┌─ TASK DATA
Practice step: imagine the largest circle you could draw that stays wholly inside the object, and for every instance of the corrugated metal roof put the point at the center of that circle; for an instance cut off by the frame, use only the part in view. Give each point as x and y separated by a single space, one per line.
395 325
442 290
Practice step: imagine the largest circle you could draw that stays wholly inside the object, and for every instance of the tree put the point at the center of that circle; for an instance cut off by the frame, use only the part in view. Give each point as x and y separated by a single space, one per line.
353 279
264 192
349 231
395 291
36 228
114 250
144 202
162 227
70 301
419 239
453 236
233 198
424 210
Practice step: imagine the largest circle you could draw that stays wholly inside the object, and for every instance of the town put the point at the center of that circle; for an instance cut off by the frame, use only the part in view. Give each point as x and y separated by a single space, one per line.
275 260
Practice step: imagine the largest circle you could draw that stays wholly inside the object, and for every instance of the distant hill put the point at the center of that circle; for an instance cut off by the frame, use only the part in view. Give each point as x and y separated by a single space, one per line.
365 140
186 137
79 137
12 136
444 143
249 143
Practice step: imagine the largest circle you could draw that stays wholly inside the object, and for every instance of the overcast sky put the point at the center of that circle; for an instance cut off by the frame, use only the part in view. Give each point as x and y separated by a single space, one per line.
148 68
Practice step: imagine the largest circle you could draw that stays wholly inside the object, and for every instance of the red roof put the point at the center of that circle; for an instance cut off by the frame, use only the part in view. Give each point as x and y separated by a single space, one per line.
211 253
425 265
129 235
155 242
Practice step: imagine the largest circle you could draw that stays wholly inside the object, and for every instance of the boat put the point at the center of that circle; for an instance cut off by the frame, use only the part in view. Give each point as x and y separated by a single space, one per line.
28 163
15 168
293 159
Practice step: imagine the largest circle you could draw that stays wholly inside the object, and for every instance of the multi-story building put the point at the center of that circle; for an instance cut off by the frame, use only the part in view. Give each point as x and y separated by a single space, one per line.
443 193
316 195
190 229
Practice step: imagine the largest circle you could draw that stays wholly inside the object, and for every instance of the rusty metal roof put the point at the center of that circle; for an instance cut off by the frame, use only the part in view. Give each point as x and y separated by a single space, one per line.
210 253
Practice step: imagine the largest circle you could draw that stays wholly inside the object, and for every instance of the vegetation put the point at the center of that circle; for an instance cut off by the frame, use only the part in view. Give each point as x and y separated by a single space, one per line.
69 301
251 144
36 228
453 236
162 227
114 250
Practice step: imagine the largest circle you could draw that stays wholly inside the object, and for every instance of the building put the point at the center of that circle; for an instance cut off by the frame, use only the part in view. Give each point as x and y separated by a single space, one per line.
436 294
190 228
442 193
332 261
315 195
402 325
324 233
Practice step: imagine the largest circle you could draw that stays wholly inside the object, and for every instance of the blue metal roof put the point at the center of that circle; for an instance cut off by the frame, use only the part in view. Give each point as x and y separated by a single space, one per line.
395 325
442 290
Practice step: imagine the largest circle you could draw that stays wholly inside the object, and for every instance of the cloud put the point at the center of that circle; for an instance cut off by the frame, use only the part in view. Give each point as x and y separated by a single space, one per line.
└─
* **WORK ITEM**
An exact transcript of all the records is the expected result.

* **RESULT OF THE TASK**
Practice step: imagine the largest circle you could draw that stays wholly inside the object, and for every instance of the corrugated metal roof put the point at the center of that circle; for an instance cut off by the frame, use only the part in view. Give each point as x and y separated by a single space, one per line.
395 325
442 290
Practice step: imagine the largest circle you could draw that stays wholly inside the object, and for every instance of the tree put the point at the center of that circle; for an instance cut off by the frame, use only the part in view. Give each point as x and y separated by a single space, one per line.
353 279
264 192
349 231
395 291
36 228
114 250
144 202
162 227
70 301
419 239
453 236
233 198
424 210
Practice step: imagine the largest circle you could draw that stays wholly inside the object, and for every instance of the town put the point at the center of that circle; for an instance cut off by the frame, use only the part in view. Give each point as x and y separated by a single space, one per line.
275 260
Practice step: imagine the largest circle you could draw that stays wholly inside the object, and for every instance of the distant hill put the point at the center of that circle; for an instance cut off by the frame, use only the part in view. Give each point as x and y separated by a single space, one per line.
365 140
186 137
79 137
12 136
444 143
249 143
Practice step: imagine the largest circle you could draw that stays wholly inside the object, and for every instance of the overcast sky put the point at the center of that circle; for an instance cut off by the frame, use only the part in view. Give each point as x and y separated by a single space, one per line.
148 68
Practice step: imagine the largest circle you could draw that stays wholly inside the object, and for every instance of the red roof put the point at the center of that circle; for an instance cut off by the frame, use only the part in view. Give each point as x and y separated by a single space, one per line.
211 253
425 265
129 235
155 242
Practice step: imagine the largest circle you could draw that stays wholly inside the object, and for every instance of the boat put the point at the center of that circle; for an instance cut off by the frame, use only the part in view. Give each point as x and y separated by a single space, one per line.
28 163
15 168
293 159
Practice step: imagine the largest circle you could draw that stays wholly inside the object, and for every instance of the multi-story building put the point at the center of that circle; for an instance cut off by the frame, use only the part in view. Give each point as x and y separated by a single space, one per line.
443 193
316 195
190 229
Practice step: imagine the largest circle you could draw that stays wholly inside the object, and for every instance of the rusty metal roof put the point at the center of that circle; for an instance cut off by the frame, use only the part in view. Give each point as x and y separated by a single space, one per line.
210 253
Practice step: imagine the largest circle you could draw that stays wholly inside the object, and for every instance of the vegetation put the point at the center of that circle; for an instance cut off by the frame, use only the part in view. Give each point as x and y separated by a single space, one per line.
69 301
251 144
36 228
453 236
162 227
114 250
Practice step: imagine the largest circle you could draw that stays wholly inside the object, and for every instance of the building put the point at the center of that circle; for an instance cut off by the frame, use only the part in view. Give each point as x and y separated by a single space, one per line.
436 294
190 228
442 193
332 261
315 195
402 325
324 233
Practice step: imagine the largest circle you could draw that stays wholly inside the object, and for every instance of the blue metal roof put the point at the center of that circle; for an instance cut off by the frame, use only the part in view. Give each point as x and y separated by a single space, one per line.
395 325
442 290
Practice step: imagine the largest circle you could draw that stays wholly inside the object, and for every instance of the cloud put the point at the center of that circle; for an instance cut off by the frame, use only the part in view. Give each point as x and y separated by a single space, one per line.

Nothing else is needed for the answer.